- Work to complete
Report each row below that contains the string "polish", copying every such row in full. Only matches with the same capitalization count.

- Supplied information

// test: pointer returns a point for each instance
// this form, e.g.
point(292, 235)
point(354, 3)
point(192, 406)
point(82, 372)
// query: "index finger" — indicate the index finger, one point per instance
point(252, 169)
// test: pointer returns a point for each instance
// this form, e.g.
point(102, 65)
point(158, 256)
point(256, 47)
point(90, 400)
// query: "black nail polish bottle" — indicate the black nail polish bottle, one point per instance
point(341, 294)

---

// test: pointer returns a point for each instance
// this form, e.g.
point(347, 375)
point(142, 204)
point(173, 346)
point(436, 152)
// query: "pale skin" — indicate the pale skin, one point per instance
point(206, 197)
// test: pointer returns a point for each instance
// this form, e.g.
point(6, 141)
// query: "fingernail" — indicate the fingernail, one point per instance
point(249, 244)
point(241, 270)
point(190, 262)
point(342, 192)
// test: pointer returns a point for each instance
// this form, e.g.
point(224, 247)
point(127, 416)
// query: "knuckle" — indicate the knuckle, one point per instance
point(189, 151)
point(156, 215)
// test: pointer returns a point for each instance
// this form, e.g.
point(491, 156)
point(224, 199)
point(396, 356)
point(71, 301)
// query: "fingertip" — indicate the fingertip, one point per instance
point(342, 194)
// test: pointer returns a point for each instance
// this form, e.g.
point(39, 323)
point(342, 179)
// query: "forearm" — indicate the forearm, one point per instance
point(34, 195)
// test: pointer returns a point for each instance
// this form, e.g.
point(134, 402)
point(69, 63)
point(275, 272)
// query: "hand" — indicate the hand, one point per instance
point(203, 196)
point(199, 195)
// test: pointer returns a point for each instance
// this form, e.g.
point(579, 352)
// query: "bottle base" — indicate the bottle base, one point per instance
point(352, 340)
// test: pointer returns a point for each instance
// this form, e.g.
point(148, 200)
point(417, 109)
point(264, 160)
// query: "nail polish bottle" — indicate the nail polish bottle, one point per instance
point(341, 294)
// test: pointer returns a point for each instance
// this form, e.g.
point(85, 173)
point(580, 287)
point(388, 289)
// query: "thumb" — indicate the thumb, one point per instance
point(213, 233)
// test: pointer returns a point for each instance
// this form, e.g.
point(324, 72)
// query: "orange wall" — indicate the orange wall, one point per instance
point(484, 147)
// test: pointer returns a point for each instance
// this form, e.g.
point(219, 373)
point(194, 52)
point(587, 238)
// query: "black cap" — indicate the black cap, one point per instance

==

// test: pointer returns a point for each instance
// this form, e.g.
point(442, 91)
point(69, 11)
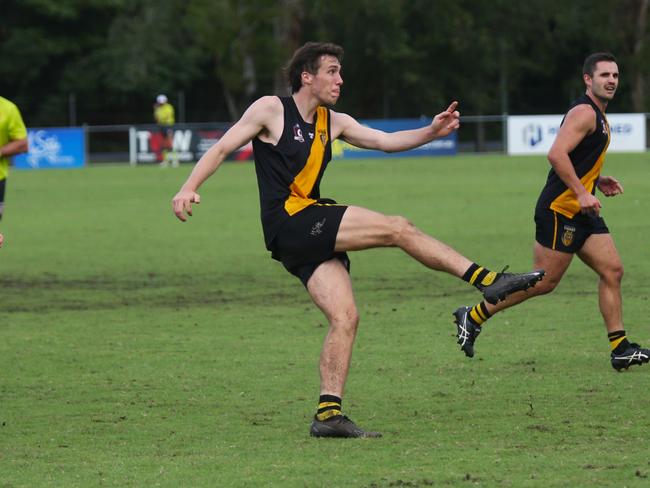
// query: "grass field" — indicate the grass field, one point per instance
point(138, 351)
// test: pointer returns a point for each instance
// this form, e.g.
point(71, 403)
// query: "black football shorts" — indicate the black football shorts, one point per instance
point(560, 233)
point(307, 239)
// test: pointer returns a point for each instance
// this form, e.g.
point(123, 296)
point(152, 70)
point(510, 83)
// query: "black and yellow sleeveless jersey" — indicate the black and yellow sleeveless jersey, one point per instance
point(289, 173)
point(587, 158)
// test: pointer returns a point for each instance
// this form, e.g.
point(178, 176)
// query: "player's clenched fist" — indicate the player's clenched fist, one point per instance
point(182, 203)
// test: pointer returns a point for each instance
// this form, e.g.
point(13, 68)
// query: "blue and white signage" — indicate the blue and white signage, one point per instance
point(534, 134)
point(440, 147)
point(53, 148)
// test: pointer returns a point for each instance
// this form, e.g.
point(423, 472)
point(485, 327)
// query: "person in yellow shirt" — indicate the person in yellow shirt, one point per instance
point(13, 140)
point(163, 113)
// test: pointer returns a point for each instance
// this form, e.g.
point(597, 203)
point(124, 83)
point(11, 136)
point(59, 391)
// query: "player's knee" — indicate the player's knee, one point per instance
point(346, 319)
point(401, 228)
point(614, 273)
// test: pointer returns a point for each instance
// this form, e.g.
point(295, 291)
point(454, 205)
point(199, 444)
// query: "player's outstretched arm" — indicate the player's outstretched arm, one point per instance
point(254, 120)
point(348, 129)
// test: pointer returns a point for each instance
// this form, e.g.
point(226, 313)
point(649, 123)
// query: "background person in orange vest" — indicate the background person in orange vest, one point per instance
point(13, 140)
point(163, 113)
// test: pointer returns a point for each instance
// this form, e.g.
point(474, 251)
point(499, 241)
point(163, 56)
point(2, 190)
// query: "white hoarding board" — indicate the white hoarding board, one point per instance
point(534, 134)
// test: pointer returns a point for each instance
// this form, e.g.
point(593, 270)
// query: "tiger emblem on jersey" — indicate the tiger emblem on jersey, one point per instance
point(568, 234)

- Reply
// query: "black nail polish bottle" — indicate the black nail polish bottle, one point per instance
// query: "nail polish bottle" — indicate the nail polish bottle, one point per instance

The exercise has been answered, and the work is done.